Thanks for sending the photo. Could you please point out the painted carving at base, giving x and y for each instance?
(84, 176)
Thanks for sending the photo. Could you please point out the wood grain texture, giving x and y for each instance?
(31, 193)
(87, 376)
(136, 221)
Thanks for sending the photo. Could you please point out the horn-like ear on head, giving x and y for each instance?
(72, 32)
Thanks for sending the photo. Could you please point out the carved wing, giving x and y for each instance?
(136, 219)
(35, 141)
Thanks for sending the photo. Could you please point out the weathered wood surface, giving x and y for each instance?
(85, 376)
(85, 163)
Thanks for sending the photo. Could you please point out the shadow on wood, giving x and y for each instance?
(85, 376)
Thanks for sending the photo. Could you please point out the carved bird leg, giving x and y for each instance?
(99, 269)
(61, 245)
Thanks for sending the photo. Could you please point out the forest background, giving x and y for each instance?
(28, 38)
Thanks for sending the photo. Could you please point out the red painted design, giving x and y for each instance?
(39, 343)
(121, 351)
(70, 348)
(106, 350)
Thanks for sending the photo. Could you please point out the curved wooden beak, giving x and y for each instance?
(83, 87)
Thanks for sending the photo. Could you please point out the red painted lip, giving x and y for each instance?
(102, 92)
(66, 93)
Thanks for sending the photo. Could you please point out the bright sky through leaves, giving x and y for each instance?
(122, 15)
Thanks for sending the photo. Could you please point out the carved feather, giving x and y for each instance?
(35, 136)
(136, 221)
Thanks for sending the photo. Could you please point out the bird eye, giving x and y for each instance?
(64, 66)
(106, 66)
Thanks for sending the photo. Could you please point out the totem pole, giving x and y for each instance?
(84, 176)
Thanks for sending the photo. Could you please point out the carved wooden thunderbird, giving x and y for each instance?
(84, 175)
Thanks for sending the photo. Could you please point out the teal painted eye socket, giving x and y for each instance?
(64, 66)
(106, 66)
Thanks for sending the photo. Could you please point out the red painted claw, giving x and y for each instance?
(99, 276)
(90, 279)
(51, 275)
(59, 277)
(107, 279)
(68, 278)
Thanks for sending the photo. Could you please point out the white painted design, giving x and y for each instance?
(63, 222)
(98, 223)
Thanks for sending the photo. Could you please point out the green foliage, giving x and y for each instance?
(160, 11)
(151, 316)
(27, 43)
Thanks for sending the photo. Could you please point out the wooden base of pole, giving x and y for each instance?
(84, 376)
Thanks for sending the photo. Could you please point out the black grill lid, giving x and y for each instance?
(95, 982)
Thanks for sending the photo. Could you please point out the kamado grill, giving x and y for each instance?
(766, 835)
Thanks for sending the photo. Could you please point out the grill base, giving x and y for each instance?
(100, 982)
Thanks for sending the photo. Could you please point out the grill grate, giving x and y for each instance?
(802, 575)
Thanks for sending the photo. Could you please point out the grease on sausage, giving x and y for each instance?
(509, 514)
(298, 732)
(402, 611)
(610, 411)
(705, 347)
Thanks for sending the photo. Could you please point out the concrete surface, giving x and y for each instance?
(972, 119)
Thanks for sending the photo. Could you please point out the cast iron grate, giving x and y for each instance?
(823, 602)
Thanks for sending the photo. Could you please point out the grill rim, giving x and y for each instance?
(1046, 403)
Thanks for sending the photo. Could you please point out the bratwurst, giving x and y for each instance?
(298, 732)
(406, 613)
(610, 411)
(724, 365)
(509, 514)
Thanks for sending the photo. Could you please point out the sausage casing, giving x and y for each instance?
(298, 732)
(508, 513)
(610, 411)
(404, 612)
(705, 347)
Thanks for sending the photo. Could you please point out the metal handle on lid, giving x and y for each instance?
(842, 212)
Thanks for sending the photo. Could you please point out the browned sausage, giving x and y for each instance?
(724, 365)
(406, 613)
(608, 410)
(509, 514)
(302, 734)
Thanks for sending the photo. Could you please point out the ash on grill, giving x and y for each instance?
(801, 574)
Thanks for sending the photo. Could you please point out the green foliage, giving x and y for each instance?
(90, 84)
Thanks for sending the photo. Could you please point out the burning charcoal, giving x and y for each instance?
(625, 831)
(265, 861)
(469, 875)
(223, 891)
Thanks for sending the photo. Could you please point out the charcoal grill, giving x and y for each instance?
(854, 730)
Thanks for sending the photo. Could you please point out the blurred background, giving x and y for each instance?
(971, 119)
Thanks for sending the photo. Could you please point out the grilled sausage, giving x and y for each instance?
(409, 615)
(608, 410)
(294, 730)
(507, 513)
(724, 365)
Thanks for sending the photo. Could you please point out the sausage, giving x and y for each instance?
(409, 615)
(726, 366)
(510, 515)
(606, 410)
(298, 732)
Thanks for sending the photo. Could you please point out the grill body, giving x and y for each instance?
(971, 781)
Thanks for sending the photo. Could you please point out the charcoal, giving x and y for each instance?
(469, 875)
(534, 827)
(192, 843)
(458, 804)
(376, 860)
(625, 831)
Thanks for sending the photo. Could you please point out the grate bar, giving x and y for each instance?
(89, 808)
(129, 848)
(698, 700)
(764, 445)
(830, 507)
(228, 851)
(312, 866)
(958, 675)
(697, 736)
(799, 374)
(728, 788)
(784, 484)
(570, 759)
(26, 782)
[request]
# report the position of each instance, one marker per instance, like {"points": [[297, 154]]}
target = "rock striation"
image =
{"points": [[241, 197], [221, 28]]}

□ □ □ □ □

Exercise: The answer should consist of all the lines above, retyped exactly.

Response:
Thanks for sending the photo. Could you please point out the painted carving at base, giving x and y for each instance?
(84, 176)
Thanks for sending the photo. Could you please point out the wood grain texture, giving x and y for each instance?
(31, 193)
(87, 376)
(136, 221)
Thanks for sending the photo. Could you please point out the horn-like ear on head, giving x and y for each instance?
(72, 32)
Thanks for sending the photo. Could you please point out the carved wing, giving x and y for each instance?
(136, 219)
(35, 141)
Thanks for sending the photo. Could you please point out the weathered wood surface, giving x and y for each instance?
(85, 376)
(85, 163)
Thanks for sending the photo. Could you please point out the shadow on wood, giving x and y for each instance?
(85, 376)
Thanks for sending the photo. Could you please point out the carved bird leg, giving x and y for each instance?
(99, 269)
(61, 245)
Thanks for sending the photo. Could you please point out the forest background, giving x and y for each instance?
(28, 38)
Thanks for sending the photo. Could you please point out the red painted design, giving x and y for each instance?
(39, 343)
(121, 351)
(70, 348)
(106, 350)
Thanks for sending the photo. Could you please point out the curved wooden beak, giving x and y for each instance?
(83, 87)
Thanks for sending the photo. Could you please point out the red painted lip, giving x and y for each instance?
(102, 92)
(66, 93)
Thanks for sending the photo. Could you please point out the bright sky through leaves, giving x and y for each instance?
(122, 15)
Thanks for sending the photo. Could you please point out the carved feather, giving x and y for each instance?
(35, 136)
(136, 221)
Thanks for sending the photo. Could you please point out the bird eye, giving x and y for each instance?
(64, 66)
(106, 66)
Thanks for sending the photo. Could you please point out the totem pole, giving x and y for each instance?
(84, 176)
Thanks for sending the photo. Could you please point out the carved wooden thunderbird, giving x and y for each instance?
(84, 175)
Thanks for sending the photo. Could you please point out the teal painted eye socket, giving x and y for each instance?
(64, 66)
(106, 66)
Thanks for sending the photo. Could you please point out the red painted claw, giving x and y for each instance?
(99, 276)
(90, 279)
(51, 275)
(59, 277)
(107, 279)
(68, 278)
Thanks for sending the photo. Could you please point out the white painted design, giving x and y for each instance?
(63, 222)
(98, 223)
Thanks for sending the photo. Could you please point out the green foliage, giving x and y for each instance?
(160, 11)
(151, 316)
(27, 43)
Thanks for sending the photo. Could you please point out the wooden base of pole, giving x and y for each instance?
(84, 376)
Thanks for sending the photo. Could you please point out the black grill lid, giving x and y for each instance?
(95, 982)
Thanks for sending the photo. Could you please point out the kamado grill, giving x and y for each instance?
(766, 835)
Thanks for sending the photo. Could you please point out the grill base, giving x and y for each instance?
(100, 982)
Thanks for sending the photo. Could you please point out the grill grate, giving x and y for each instance?
(802, 575)
Thanks for sending the photo. Could you please point out the grease on sausage, giving x and y for each instance?
(509, 514)
(298, 732)
(402, 611)
(610, 411)
(705, 347)
Thanks for sending the photo. Could you please point out the concrete surface, giving x and y for each instance?
(972, 119)
Thanks for sending the photo. Could you please point out the cast iron grate, giving x and y for each instance?
(823, 602)
Thanks for sending the photo. Could you please point out the grill rim, giving x and y for each instance?
(1046, 403)
Thanks for sending the photo. Could you please point out the bratwurst, giving x and y for each instance?
(298, 732)
(406, 613)
(610, 411)
(724, 365)
(509, 514)
Thanks for sending the photo. Could you please point out the sausage casing, giving x and y for each instance?
(298, 732)
(508, 513)
(610, 411)
(404, 612)
(705, 347)
Thanks for sending the photo. Could you please point out the metal handle on lid, giving x and y for each instance?
(842, 212)
Thanks for sending the photo. Could you please point out the browned sausage, giving x and y for each instance?
(724, 365)
(406, 613)
(608, 410)
(509, 514)
(302, 734)
Thanks for sending the photo. Could you please point out the ash on grill, giving x and y for each instance?
(801, 574)
Thanks for sending the photo. Could you please point out the green foliage, giving x and y for each instance?
(90, 84)
Thanks for sending the photo. Could you please point out the burning charcoal, giving x and y for each instance?
(625, 831)
(265, 861)
(469, 875)
(223, 891)
Thanks for sending the photo. Could you please point out the charcoal grill, giving x and y for each instance?
(854, 730)
Thanks for sending the photo. Could you please point out the blurred background, giving x and y for each instance?
(971, 119)
Thanks for sending the photo. Could you please point out the grilled sausage, giving x and y for each instance?
(409, 615)
(608, 410)
(294, 730)
(507, 513)
(724, 365)
Thanks for sending the photo. Could you please point out the sausage, giving x and y for each instance?
(409, 615)
(726, 366)
(510, 515)
(606, 410)
(298, 732)
Thanks for sending the photo. Could you please point out the grill body, giving x and y for each instance?
(971, 781)
Thanks for sending the photo. Could you please point out the charcoal, giving x and y for each instance?
(469, 875)
(534, 827)
(192, 843)
(458, 804)
(376, 860)
(625, 831)
Thanks for sending the photo. Could you please point out the grate bar, giving x and y for each instance?
(89, 808)
(129, 848)
(698, 700)
(764, 445)
(830, 507)
(228, 851)
(312, 866)
(958, 675)
(697, 736)
(799, 374)
(728, 788)
(784, 484)
(570, 759)
(26, 782)
[request]
# report the position of each instance, one marker per instance, like {"points": [[297, 154]]}
target = "rock striation"
image =
{"points": [[241, 197], [221, 28]]}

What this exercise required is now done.